Wednesday, May 20, 2009

I've Got A Proposition For You...


We voted in budget-busted California again yesterday and a vast majority of residents simply didn't give a shit.

From the Los Angeles Times:

As Californians headed home from work, many continued to bypass the polls in what has been a special-election day marked by extremely light voter turnout and expressions of frustration and ambivalence among voters confronted with complicated budget-related propositions.
By 4 p.m., voter turnout in Los Angeles County was 11.57%. In a comparable statewide election in 2005, turnout had reached 27% by the same time.
About 2.4 million voters cast ballots by mail for this election, a fraction of the 13.7 million Californians who voted at polling places and by mail in the November presidential election.

Ultimately, five budget measures were defeated by the few of us who bothered to show up at the polls. The only measure to pass was one to curb legislative salaries.

Almost 100 years ago, Progressive-era Governor Hiram Johnson justly initiated the recall, referendum and initiative system as a needed reform to the undue influence of Big Business on state government. That was then; today, undue influence can also be exerted by backers of  these recalls, referendums and initiatives by those same Big Business interests against whom Johnson warned. In today's environment, ballot-box governance via direct democracy in California has got to go. Our schizophrenic voting has translated into greedy inmates running a needy asylum; Californians want and need services, but few want to actually pay for them.

Conservatives and Howard Jarvis acolytes think we are getting what we deserve.
From an editorial in the Los Angeles Times:

What utter nonsense. These critics conveniently forget that spending has grown with the population and with healthcare costs that outpace the rate of inflation. As private hospitals fail, those costs are increasingly picked up by government at public emergency rooms. Some "spending" actually comes in the form of tax cuts, such as the reduction of the vehicle license fee that propelled Gov. Arnold Schwarzenegger into office; that cut increased the state deficit yet showed up on the books as an expenditure because it de-funded nearly $6 billion in local support that the state then had to backfill.

- _YOUR ASSIGNMENT_:
Resume the post about California's May 2009 special election after its last sentence. The saved items aren't needed for this.

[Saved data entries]
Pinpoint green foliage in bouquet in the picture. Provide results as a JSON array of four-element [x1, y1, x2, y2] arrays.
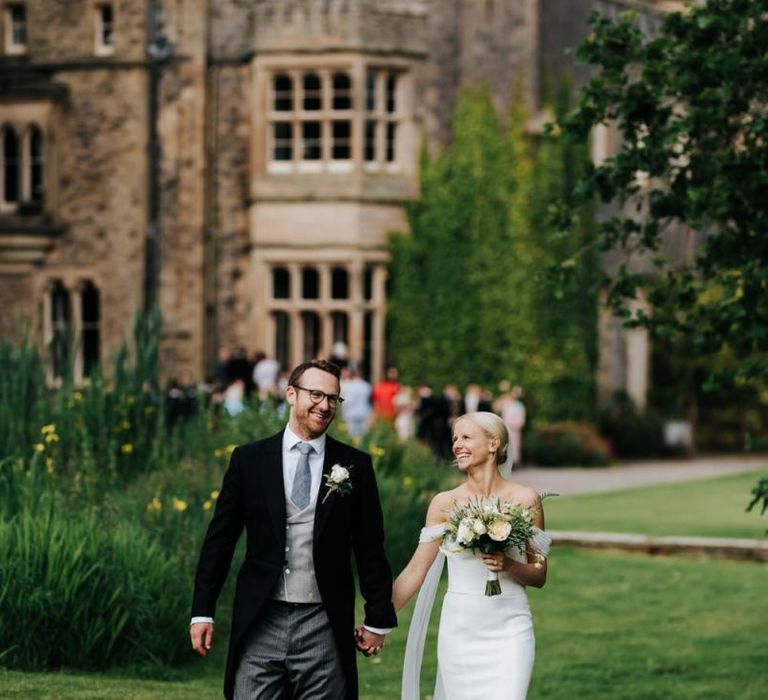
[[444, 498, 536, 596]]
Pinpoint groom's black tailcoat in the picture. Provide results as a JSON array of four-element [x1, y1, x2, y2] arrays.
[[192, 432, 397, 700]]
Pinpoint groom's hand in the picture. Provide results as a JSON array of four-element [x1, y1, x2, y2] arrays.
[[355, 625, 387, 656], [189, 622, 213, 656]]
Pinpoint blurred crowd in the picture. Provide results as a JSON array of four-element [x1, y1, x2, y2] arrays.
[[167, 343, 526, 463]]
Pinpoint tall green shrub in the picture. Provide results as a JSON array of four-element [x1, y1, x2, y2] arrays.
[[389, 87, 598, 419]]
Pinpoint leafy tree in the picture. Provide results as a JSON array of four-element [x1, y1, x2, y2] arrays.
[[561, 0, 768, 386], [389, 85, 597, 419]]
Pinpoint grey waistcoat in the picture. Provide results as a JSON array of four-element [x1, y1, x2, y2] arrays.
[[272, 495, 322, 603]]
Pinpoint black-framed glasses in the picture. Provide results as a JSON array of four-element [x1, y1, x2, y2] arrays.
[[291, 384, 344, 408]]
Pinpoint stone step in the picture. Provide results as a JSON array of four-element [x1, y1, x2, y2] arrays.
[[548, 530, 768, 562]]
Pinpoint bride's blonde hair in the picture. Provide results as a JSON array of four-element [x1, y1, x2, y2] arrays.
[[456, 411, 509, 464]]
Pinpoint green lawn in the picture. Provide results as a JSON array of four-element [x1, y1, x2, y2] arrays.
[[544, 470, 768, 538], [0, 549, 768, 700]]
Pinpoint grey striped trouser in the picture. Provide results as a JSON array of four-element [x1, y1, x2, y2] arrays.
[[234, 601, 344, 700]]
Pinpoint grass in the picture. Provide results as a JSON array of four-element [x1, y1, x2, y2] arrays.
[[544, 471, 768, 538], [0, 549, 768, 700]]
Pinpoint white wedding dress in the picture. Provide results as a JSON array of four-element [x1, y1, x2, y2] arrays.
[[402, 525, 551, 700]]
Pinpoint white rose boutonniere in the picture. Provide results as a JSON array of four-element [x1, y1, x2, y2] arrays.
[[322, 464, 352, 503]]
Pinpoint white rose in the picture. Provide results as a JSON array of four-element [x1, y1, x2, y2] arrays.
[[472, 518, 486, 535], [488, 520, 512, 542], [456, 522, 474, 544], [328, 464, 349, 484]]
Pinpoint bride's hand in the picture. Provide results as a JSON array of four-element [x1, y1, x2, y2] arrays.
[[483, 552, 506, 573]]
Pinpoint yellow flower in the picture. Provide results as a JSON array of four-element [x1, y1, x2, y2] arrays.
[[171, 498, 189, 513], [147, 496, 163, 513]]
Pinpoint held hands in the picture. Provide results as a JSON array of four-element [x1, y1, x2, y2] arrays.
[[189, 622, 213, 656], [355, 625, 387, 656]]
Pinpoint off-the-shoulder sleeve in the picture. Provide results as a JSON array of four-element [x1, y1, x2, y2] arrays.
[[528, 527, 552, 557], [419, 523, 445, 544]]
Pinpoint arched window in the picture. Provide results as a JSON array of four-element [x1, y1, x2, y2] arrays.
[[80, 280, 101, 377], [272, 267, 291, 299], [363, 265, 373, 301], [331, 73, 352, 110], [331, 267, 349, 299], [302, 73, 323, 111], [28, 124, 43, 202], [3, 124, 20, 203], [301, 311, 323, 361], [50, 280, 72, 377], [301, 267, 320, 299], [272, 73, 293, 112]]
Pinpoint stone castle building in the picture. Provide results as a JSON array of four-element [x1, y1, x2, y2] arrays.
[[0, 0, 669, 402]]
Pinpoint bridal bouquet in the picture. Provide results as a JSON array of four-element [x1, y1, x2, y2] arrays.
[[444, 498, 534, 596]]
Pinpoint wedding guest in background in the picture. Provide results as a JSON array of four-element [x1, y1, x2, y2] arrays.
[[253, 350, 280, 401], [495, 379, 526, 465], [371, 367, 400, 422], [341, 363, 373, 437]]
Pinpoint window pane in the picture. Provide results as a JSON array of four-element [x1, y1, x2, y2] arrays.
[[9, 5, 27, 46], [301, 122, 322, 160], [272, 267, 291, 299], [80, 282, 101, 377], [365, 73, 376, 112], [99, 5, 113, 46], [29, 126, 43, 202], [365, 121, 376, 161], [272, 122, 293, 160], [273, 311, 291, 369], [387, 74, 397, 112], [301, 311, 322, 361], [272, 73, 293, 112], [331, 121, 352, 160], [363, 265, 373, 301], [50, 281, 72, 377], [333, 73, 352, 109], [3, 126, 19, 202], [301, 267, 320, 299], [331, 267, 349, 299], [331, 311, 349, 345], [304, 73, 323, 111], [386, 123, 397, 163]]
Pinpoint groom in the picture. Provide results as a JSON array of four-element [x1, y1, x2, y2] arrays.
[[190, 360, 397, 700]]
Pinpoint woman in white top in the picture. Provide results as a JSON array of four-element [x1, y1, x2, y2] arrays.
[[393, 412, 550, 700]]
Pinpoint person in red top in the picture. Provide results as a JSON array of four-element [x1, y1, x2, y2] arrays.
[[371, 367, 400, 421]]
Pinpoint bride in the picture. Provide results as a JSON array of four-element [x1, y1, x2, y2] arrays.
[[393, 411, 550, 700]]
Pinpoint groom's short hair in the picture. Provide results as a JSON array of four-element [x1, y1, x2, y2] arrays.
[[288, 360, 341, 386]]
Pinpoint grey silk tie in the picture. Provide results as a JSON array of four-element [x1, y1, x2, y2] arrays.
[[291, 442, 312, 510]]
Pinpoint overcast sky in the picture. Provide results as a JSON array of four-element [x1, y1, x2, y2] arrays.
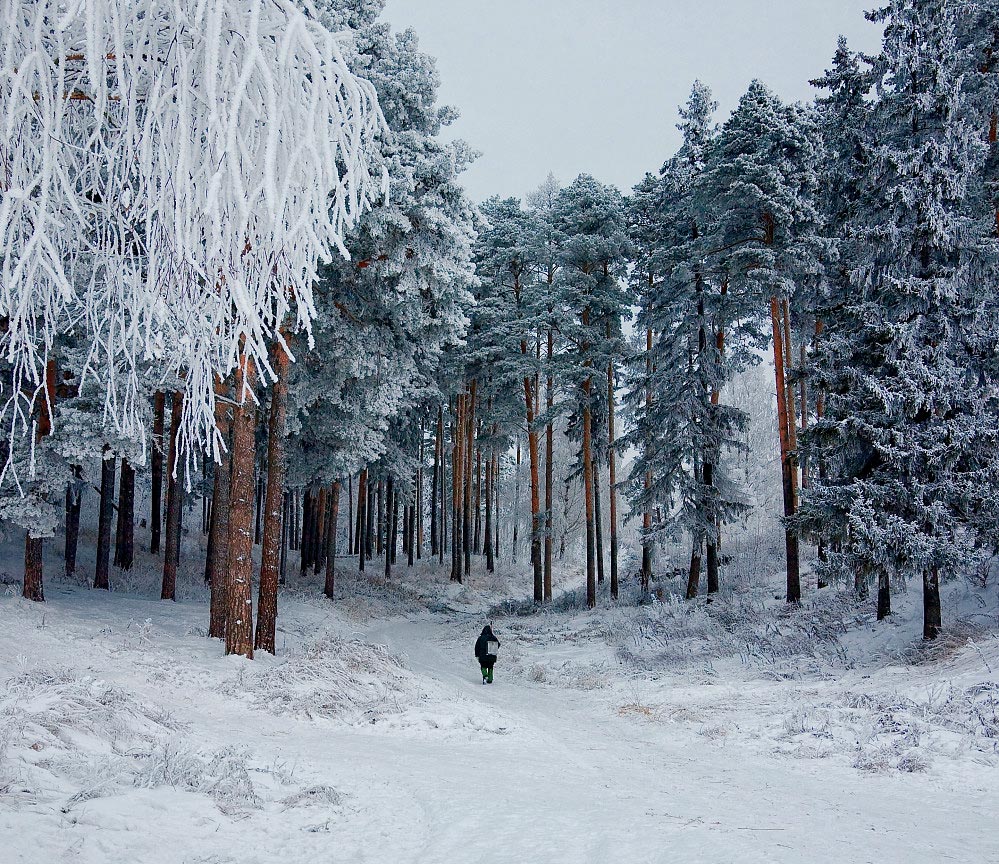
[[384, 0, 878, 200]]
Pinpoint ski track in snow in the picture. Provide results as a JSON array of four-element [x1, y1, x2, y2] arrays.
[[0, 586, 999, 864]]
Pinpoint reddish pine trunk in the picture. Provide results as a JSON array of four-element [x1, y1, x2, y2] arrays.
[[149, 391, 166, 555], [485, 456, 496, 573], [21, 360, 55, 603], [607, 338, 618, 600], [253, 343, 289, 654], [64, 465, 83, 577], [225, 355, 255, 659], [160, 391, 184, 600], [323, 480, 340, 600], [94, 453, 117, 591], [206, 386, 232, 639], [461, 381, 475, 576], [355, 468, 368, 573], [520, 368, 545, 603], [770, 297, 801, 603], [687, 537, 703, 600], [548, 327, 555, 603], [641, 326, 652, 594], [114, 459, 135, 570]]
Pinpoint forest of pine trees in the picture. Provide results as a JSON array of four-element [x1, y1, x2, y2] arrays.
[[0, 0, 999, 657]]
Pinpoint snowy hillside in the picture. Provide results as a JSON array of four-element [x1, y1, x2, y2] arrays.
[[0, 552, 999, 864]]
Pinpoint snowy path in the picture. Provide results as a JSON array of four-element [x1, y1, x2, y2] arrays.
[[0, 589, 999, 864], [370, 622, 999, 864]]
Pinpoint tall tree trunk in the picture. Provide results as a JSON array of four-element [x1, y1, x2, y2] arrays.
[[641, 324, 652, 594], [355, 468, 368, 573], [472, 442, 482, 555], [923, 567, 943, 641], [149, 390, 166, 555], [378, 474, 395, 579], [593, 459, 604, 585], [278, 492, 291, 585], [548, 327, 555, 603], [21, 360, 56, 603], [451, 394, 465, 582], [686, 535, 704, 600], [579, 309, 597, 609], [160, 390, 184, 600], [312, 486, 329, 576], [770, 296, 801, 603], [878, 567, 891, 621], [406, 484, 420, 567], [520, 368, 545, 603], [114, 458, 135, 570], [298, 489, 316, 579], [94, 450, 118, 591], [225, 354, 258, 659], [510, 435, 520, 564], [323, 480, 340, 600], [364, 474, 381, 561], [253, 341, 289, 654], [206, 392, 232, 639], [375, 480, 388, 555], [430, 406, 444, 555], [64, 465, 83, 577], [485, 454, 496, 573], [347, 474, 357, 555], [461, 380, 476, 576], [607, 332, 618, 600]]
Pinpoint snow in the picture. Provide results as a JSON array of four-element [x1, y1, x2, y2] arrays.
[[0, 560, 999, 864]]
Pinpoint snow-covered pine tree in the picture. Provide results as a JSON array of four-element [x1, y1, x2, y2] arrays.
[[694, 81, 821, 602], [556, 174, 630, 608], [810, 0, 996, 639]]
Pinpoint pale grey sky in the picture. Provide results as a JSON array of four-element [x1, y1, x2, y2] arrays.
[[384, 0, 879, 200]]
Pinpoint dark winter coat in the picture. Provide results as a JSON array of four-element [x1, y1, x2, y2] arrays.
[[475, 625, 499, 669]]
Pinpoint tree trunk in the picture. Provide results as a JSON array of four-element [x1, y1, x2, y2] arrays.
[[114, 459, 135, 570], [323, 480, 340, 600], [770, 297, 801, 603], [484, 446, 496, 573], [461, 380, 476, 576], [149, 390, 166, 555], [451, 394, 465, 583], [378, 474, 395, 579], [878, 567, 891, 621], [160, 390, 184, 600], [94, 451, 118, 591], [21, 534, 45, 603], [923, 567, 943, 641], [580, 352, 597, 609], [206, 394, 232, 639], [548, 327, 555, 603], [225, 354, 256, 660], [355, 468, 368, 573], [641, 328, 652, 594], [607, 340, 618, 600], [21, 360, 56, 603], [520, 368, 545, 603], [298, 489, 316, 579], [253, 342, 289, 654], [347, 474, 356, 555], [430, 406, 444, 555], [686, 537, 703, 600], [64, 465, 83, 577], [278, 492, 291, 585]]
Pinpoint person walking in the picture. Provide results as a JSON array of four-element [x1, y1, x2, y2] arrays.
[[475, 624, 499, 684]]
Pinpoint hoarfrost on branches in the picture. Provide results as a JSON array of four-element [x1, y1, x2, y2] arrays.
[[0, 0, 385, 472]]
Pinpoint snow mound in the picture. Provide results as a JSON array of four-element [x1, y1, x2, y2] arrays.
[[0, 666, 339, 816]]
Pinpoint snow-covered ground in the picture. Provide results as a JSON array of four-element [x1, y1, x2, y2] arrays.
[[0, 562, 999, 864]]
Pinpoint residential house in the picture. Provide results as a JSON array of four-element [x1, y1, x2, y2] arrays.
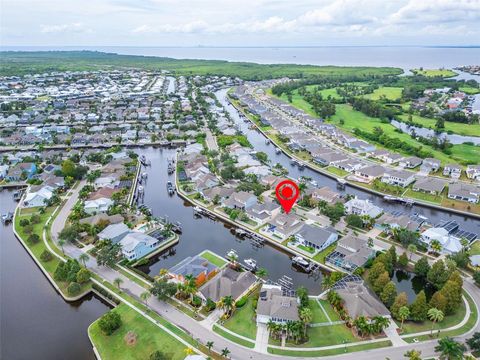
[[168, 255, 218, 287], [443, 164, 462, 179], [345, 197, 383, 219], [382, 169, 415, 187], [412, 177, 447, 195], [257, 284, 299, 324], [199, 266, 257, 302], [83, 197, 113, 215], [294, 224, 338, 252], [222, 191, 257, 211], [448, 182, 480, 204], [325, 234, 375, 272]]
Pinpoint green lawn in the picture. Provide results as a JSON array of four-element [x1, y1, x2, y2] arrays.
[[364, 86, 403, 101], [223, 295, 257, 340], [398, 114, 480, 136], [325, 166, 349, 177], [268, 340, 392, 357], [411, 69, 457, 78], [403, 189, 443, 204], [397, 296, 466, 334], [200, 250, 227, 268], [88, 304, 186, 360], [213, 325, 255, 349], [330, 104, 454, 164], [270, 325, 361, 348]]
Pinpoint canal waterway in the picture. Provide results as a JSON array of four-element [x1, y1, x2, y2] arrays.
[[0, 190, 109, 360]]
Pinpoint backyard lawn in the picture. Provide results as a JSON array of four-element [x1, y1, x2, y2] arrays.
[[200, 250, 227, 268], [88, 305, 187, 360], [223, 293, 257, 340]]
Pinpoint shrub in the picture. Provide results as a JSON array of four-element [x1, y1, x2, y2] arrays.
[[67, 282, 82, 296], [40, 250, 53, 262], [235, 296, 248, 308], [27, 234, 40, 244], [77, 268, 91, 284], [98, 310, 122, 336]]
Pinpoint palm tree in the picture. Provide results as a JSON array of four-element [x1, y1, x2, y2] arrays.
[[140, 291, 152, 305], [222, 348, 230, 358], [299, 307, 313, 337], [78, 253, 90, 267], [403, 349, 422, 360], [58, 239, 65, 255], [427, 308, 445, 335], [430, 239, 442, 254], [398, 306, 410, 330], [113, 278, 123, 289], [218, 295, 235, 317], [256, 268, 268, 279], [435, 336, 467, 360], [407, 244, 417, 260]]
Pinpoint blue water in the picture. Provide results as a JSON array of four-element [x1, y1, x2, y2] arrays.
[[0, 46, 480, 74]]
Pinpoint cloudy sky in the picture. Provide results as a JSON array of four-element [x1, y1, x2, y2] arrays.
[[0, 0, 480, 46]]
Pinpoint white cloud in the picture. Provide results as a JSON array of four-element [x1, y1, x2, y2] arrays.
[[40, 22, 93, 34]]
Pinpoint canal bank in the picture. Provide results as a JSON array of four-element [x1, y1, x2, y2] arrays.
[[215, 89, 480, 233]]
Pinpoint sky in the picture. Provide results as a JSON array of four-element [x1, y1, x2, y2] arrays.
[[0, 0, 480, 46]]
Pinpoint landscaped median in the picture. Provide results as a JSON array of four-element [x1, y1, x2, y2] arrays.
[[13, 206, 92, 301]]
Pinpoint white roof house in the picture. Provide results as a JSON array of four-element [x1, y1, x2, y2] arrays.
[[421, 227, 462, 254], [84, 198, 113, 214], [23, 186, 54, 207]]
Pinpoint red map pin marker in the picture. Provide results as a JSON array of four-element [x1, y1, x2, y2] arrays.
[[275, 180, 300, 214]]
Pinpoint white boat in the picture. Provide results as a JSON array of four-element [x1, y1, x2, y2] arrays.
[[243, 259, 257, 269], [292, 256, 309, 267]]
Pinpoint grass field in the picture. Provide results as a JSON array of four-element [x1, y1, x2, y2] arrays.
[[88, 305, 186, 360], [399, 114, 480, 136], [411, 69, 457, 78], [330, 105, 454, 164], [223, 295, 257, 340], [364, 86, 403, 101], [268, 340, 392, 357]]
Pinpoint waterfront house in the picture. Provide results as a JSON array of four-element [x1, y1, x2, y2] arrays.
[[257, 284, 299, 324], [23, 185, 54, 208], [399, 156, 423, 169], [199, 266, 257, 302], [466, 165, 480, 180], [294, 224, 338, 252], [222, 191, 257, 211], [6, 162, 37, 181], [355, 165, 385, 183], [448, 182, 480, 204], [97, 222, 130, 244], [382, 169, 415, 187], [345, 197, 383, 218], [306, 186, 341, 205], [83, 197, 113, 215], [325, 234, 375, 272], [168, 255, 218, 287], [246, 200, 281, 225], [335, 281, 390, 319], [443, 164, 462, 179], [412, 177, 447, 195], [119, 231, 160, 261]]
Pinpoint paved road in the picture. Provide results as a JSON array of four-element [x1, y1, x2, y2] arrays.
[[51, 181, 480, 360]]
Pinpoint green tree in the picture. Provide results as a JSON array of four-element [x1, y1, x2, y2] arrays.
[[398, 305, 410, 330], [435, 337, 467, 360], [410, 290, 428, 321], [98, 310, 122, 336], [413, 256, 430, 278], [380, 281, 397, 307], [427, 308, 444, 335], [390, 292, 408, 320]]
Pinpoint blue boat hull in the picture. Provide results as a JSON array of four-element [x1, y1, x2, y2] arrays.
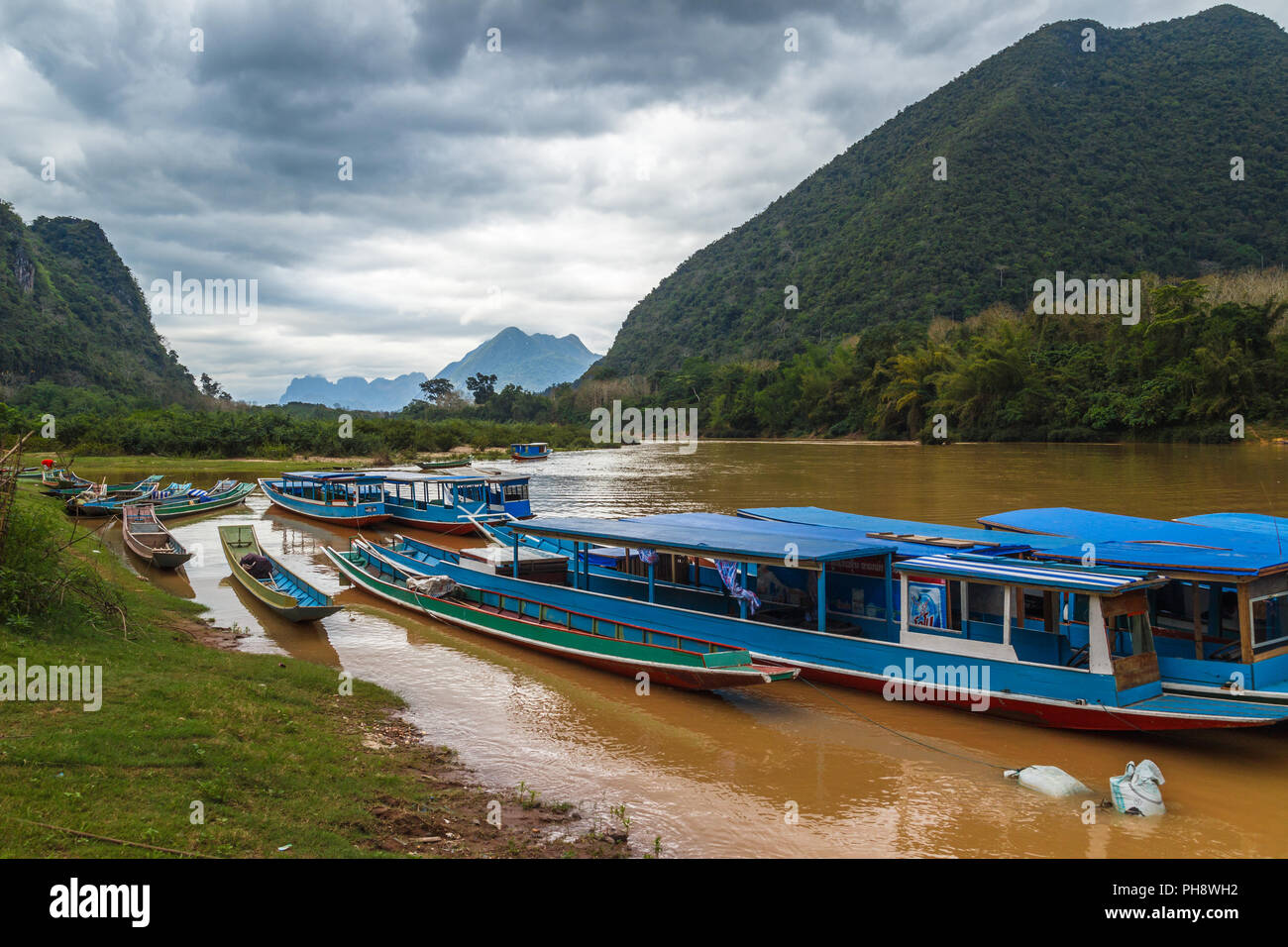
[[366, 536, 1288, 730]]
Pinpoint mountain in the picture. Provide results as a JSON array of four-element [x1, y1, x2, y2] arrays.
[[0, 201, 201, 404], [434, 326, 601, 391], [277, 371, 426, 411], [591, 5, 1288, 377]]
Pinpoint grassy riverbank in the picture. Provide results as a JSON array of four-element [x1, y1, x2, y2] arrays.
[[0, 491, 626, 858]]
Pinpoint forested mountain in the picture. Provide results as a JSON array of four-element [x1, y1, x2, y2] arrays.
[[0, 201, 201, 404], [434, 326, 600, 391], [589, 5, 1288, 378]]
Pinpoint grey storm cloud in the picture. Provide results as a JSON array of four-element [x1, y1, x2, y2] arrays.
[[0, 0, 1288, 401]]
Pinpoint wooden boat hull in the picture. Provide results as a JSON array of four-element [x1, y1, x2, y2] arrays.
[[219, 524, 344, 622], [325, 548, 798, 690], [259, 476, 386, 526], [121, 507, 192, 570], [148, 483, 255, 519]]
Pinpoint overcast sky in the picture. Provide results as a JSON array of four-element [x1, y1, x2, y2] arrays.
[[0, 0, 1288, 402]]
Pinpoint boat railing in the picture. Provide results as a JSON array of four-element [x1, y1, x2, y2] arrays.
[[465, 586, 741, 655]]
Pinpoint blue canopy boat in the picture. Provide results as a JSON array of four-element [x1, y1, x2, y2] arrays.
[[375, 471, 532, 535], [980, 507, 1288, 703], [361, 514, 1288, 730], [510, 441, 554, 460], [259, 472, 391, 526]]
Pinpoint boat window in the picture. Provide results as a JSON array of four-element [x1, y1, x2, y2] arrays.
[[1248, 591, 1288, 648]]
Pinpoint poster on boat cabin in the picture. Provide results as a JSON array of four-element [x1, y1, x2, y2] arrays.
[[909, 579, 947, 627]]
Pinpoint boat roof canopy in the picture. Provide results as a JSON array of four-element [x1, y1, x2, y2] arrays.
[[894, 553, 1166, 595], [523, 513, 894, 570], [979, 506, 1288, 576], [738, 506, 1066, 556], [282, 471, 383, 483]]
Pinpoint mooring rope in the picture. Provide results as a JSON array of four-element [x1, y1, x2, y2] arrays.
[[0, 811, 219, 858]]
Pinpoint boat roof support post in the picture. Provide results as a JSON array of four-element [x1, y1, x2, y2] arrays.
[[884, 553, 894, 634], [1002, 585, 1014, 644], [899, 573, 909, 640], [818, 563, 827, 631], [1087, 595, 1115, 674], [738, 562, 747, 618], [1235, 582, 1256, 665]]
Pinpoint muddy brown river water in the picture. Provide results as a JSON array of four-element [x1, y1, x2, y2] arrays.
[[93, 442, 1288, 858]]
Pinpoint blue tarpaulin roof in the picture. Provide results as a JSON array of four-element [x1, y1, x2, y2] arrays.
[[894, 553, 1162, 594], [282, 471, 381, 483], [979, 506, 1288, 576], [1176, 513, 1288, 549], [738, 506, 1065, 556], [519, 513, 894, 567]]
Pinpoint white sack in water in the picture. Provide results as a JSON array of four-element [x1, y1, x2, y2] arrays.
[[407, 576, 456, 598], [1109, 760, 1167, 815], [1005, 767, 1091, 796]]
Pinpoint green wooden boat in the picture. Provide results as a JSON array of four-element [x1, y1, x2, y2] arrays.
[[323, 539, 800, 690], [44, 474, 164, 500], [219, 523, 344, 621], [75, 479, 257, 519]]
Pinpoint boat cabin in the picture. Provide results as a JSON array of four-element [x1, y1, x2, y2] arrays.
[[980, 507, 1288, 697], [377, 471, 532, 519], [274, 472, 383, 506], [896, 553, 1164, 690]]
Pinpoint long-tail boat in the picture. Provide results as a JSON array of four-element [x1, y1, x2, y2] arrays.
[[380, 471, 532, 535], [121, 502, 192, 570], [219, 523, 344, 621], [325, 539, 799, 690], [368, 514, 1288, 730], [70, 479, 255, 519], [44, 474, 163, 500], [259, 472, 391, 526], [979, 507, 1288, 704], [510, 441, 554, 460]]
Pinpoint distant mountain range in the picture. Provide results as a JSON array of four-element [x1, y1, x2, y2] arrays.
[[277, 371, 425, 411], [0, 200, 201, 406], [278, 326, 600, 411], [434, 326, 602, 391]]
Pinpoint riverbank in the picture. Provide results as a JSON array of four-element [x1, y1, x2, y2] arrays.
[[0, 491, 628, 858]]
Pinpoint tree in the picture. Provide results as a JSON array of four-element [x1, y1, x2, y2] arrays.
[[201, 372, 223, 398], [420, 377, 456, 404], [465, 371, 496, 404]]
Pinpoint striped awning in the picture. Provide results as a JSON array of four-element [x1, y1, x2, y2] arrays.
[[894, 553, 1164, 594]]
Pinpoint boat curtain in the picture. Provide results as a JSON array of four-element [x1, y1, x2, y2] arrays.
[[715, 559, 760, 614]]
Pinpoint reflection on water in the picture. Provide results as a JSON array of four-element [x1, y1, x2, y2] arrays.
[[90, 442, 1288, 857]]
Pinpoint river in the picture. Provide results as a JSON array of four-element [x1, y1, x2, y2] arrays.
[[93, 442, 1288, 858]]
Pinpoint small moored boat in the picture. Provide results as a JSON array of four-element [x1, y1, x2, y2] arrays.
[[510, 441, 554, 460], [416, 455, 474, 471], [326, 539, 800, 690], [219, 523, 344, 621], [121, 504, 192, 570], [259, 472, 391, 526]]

- _ANSWER FOR THE TASK_:
As for those luxurious extras the state supposedly doles out, they largely consist of public education, which parents consistently demand, and safety-net services such as Medi-Cal, which become more necessary in times of economic distress. The so-called tax-and-spenders cut Medi-Cal earlier this year, but the cuts were reversed in court, and further slashing of most state programs will result in penalties that cut off badly needed federal funds. Meanwhile, the same conservatives who scold about rampant spending have larded up budgets with new unfunded mandates to arrest more people and imprison them for longer. 

So it's back to the drawing board for Arnie and our catatonic state legislature. 
When's the next vote, anyway?   
allvoices

2 comments:

nofreelunch said...

There are only two categories of liberals: The Power Seekers and the Dupes. The Power Seekers understand perfectly well what they are doing, undermining and dividing America, and they do it for their narrow goal of short term gains of power. Almost all liberal leaders, whether elected officials, union leaders, civil rights gurus, professional feminist, some political columnist or college professors etc., are in this category. The Dupes are a little different. They have a child's political philosophy. They are the true believers, who believe in the face of all evidence to the contrary, that liberalism improves peoples lives. You don't strike me as a power seeker, Johnny.

JohnnyRussia said...

Yeah, I'm actually a neo-socialist. We run along the Third Rail.